-- Start SELECTION --

Big numbers are a big problem.

It is no insult to the readers that a number like $14.3 trillion is difficult to comprehend. Check that. It’s impossible to comprehend, no matter how many times it shows up in the news.

It doesn’t help to calculate how high 14.3 trillion dollar bills would go. That is an insult, no easier to comprehend. If you think about stacking dollar bills to the moon and back, for example, you’re going to get bogged down in details like gravity or, for all I know, solar wind.  It also doesn’t help that these calculations vary wildly.

NPR did an interesting story recently about big numbers, but by the end, it goes back to the big pile of dollar bills. The math expert quoted, Keith Devlin of Stanford University, says:  “If you show someone, an adult person, up to seven objects, they will instantly be able to recognize how many there are. If the collection’s bigger than seven, we have to visualize them in groups, or we have to count them.”  That’s plausible. Yet a smart writer knows that a reader can neither visualize 14.3 trillion dollar bills nor count them.

The technique of converting big numbers to supposedly understandable terms pops up everywhere.  Last year, the Associated Press went so far as to offer an online graphic that expressed the amount of oil spilled in the Gulf of Mexico in soda cans and Olympic-size swimming pools. Quick. How big is an Olympic-size swimming pool?

Even when numbers are perfectly comprehensible, we see condescending attempts to simplify them for the simple folk. In 2006, the Peoria Star Journal reported: “Glenn Theinert has donated enough blood to fill the average SUV gas tank three times, or nearly 747 soda cans.” One wag at the Testy Copy Editors forum noted that it was “enough soda cans to make up an airplane model number.”

The best way to understand how much blood someone has given is to express it in pints. What a concept.

Over the years, well-meaning writers and editors have argued with me about this ridiculous device.  They never got very far. My rule:

Express numbers in numbers. Readers do not have to “visualize” them, which is lucky, because they cannot.

Usually it’s enough to know that they’re really, really big.

None of this is to say that breaking down numbers is not occasionally helpful. For example,  it might be worth reporting that a CEO’s salary is 125  times the pay of an average company employee.
Expressing national  debt as a percentage of gross domestic product is useful. But these devices  do not require imagination — and that’s good.

-- End SELECTION --
-- Start SUPPLIED DATA --

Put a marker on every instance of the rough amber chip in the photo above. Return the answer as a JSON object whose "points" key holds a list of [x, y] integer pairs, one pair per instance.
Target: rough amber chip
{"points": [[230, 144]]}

-- End SUPPLIED DATA --

● EXERCISE TASK
Please name the unit the piece on big numbers says is the best way to express how much blood someone has given.

● WRITTEN ANSWER
Pints.